* _Texte affiché_:
La section de Brutus donnait encore quelque inquiétude ; la femme d’un représentant y avait été arrêtée. L’on ordonna au général Du­vignau de longer le boulevard jusqu’à la rue Poissonnière. Le gé­néral Berruyer vint se ranger à la place Victoire.

Le général Brune alla occuper le Pont-au-Change ; l’on ferma la section Brutus et l’on se porta sur les places de Grève, d’où l’on fouilla l’ile Saint-Louis, du Théâtre-Français, du Panthéon. Partout les patriotes avaient repris courage ; partout le progrès de la guerre civile avait disparu ; partout le peuple convenait de leur folie et de son égarement.

Le lendemain, l’on désarma les deux sections de Lepelletier et de Théâtre-Français, et les chasseurs et les grenadiers de la garde nationale.

[1]ce rapport est tout entier de la main du général

 

Paris, 19 vendémiaire an IV (11 octobre 1795).

A JOSEPH BUONAPARTE.

Tu auras appris par les feuilles publiques tout ce qui me con­cerne. J’ai été nommé, par décret, général en second de l’armée de l’intérieur; Barras a été nommé commandant en chef. Nous avons vaincu, et tout est oublié.

J’ai fait nommer Chauvet commissaire ordonnateur en chef. Lu­cien accompagne Fréron, qui part ce soir pour Marseille.

La lettre de recommandation pour l’ambassade d’Espagne sera expédiée demain.

Après l’orage, je ferai placer Villeneufve en France chef de ba­taillon du génie. Ramolino est nommé inspecteur des charrois. Je ne puis faire plus que je ne fais pour tous.

Adieu, mon ami ; je n’oublierai rien de ce qui peut t’être utile et contribuer au bonheur de ta vie.

Buonaparte,

 

Paris, présumée du 20 vendémiaire an IV (12 octobre 1795).

NOTE SUR LA DIRECTION QUE L’ON DOIT DONNER À L’ARMÉE D’ITALIE.

L’on a commis une faute essentielle en ne forçant pas le camp retranché de Ceva tandis que les Autrichiens battus étaient acculés au-delà d’Acqui. Toute notre armée se trouvait disponible pour cette attaque. Le succès ne pouvait pas être douteux, puisque nous aurions, avec trente mille hommes, attaqué seize à vingt mille Piémontais.

[Entrées enregistrées]

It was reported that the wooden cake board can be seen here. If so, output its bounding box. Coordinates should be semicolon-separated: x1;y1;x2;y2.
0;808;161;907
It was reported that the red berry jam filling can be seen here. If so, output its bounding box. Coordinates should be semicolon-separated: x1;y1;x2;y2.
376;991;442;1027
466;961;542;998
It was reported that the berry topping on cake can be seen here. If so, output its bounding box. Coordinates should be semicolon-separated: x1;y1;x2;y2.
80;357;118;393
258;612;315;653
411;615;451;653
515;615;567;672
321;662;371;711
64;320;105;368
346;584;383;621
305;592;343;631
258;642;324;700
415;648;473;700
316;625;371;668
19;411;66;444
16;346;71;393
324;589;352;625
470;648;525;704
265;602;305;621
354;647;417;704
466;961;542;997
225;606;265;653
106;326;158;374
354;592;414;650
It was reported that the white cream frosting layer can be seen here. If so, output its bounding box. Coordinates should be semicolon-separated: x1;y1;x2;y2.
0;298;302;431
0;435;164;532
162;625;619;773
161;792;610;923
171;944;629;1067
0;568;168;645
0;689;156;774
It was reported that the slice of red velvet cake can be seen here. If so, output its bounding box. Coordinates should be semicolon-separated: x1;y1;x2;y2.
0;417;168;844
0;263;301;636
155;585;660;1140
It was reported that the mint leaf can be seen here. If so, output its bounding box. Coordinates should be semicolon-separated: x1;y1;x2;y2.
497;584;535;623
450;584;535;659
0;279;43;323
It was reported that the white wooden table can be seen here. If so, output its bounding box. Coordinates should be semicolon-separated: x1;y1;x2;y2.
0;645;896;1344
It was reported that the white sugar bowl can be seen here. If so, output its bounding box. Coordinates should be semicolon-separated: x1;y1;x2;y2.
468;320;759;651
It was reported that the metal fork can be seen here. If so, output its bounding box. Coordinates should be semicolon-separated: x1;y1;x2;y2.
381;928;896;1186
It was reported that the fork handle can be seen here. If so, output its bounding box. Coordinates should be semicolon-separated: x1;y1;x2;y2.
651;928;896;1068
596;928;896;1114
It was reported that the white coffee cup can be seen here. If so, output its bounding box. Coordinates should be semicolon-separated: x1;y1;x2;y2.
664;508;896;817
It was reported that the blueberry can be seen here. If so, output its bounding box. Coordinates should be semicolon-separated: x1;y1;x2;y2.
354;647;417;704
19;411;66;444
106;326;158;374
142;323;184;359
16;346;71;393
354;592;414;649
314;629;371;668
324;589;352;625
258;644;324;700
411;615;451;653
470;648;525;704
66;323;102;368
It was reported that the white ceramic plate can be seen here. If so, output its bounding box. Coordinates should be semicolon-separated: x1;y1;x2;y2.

* _Consigne A_: Traduis en anglais cette phrase du texte sur Buonaparte en l'an IV : « Lucien accompagne Fréron, qui part ce soir pour Marseille. »
* _Consigne B_: Donne la suite du texte sur Buonaparte en l'an IV, à partir de sa dernière phrase.

* _Réponse A_: Lucien is accompanying Fréron, who leaves for Marseille this evening.

* _Réponse B_:
Pourquoi la division du général Serrurier, qui s’est trouvée le 3 à Garessio et à San-Giovanni, c’est-à-dire à moins de quatre heures de Ceva, et la division du général Masséna, qui a été jusqu’à Cairo, à peu près à la même distance, n’ont-elles pas profité de leur victoire ? L’on ne pouvait pas cependant ignorer que la prise de Ceva, mettant à notre disposition une partie du Piémont, procurait à l’armée des sou­liers, des vêtements, des subsistances et des moyens de charrois. La prise de Ceva seule peut procurer à l’armée des cantonnements sains, et terminer ce jeu de barres perpétuel que nous faisons depuis plusieurs années sur les pitons des Alpes et de l’Apennin.

La prise de Ceva, la réunion de notre armée autour de cette place forte, sont d’une telle considération quelles peuvent déterminer la cour de Turin à la paix, et diminuer considérablement les dépenses énormes que coûte au trésor public l’armée d’Italie.

Les Autrichiens, en se repliant sur Alexandrie, ont abandonné les Piémontais à eux-mêmes. Ils doivent s’être ravisés ; s’ils ne l’avaient pas fait, l’on devrait sans délai marcher à Ceva par Millesimo, Montezemolo et par San-Giovanni dans le temps qu’une division se jette­rait au-delà de Batiffollo. Maître du camp retranché, l’on doit faire marcher l’artillerie de siège et se servir des voitures qui sont en abon­dance dans les environs de Ceva pour transporter les fers coulés.

Ceva à nous, nos armées s’y réunissent ; nous nous trouvons maî­tres d’une partie du Piémont, menaçant Coni, Turin et Alexandrie.

La division qui garde le col de Tende, Briga et le centre investira Coni, ou du moins se portera à Borgo (Borgo-San-Dalmazzo) pour surveiller les mouvements de la garnison de Coni.

L’armée tout entière, renforcée de ce qu’elle attend des Pyrénées, se porterait sur Turin dans février; une division de l’armée des Alpes, de 4 à 5,000 hommes, passerait par le mont Genèvre et viendrait renforcer l’armée sous Turin. Les neiges qui obstruent les cols des Alpes ne s’opposent pas au passage d’une colonne lorsqu’elle est sûre de trouver des amis et des secours de l’autre côté des monts.

Buonaparte.

 

Paris, 28 vendémiaire an IV (20 octobre 1795).

A JOSEPH BUONAPARTE.

Je reçois ta lettre du 10 vendémiaire ; je vais envoyer consulter pour ton affaire et les intérêts de ta femme.

Je suis général de division dans l’arme de l’artillerie, commandant en second l’armée de l’intérieur ; Barras commande en chef.

Tout est tranquille ici. L’on attend la formation du pouvoir exécu­tif et le renouvellement de la Convention. Barras, Chénier, Sieyès sont nommés dans plusieurs départements.

Les assignats continuent de perdre ; l’on espère qu’après la forma­tion du gouvernement l’on prendra des mesures. Je crois qu’on ne doit pas en garder beaucoup chez soi.

Je suis excessivement occupé. Fréron, qui est à Marseille, aidera Lucien. Louis est à Châlons. Le mari de madame Permon est mort.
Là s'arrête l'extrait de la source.